## YOUR OBJECTIVE
Put every line of the data below into a Markdown table with the columns "Row" and "Line," numbering each row and skipping blank lines. Leave the pictures out.

## EXERCISE INPUT
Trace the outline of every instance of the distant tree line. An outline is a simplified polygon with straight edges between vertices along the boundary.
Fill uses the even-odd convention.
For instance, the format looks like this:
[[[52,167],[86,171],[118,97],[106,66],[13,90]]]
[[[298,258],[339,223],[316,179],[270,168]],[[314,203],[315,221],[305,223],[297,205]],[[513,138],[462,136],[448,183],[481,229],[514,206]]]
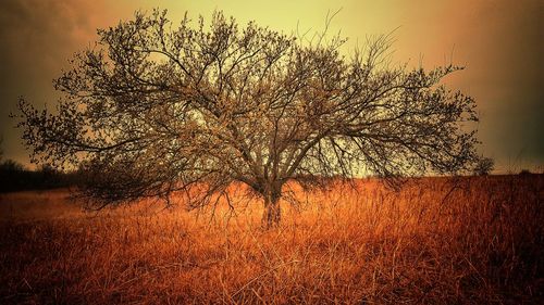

## EXERCISE RESULT
| Row | Line |
|---|---|
| 1 | Trace the outline of every instance of the distant tree line. An outline is a simplified polygon with straight edges between vertices along the boundary. |
| 2 | Fill uses the even-odd convention. |
| 3 | For instance, the format looks like this: |
| 4 | [[[52,167],[86,171],[118,97],[106,66],[13,90]]] |
| 5 | [[[298,258],[339,223],[316,179],[270,168]],[[314,203],[315,221],[305,223],[297,205]],[[513,138],[462,136],[448,183],[481,229],[514,206]]] |